- WORK INSTRUCTIONS
Print exactly the lines below between the line holding "Can you find the distant" and the line holding "Target: distant farmstead", inclusive, and nothing more.

- MATERIAL TO PROCESS

· · · ·

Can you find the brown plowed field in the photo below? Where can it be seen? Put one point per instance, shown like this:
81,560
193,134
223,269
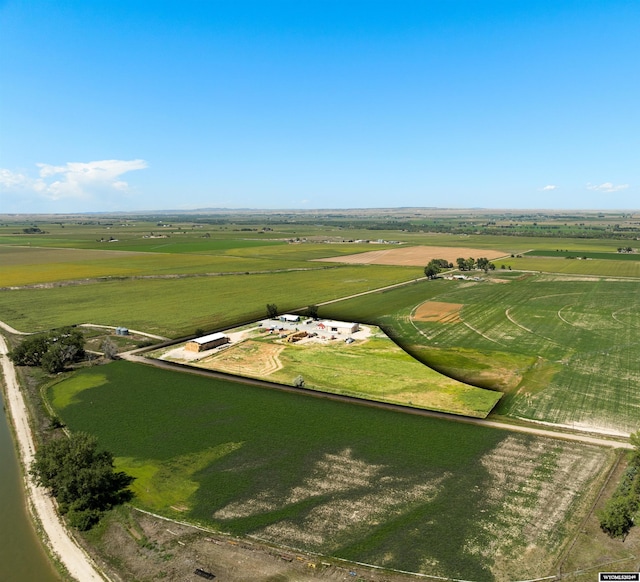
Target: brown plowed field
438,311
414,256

· · · ·

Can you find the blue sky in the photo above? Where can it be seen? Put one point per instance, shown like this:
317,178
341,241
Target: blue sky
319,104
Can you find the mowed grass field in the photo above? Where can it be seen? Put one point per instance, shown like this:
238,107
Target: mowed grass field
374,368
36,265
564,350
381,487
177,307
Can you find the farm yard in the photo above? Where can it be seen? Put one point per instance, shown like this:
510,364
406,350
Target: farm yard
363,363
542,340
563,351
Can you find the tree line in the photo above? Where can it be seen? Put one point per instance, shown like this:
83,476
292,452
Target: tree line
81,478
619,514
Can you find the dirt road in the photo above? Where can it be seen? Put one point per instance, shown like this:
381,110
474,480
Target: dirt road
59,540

· · · ·

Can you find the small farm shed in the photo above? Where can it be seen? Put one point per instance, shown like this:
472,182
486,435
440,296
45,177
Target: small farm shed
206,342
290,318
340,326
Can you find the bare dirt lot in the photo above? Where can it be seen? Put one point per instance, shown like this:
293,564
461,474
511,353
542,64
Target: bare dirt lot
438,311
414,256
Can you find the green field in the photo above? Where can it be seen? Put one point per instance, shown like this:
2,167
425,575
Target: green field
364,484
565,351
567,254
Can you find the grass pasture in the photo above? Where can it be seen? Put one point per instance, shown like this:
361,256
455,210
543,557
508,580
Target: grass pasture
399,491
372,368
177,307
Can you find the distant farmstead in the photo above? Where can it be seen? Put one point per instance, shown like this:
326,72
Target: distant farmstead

· · · ·

- FINAL ANSWER
Can you find the distant farmstead in the photo above? Where can it be seen? Put one point per instance, shown like this:
326,72
Target: distant farmstead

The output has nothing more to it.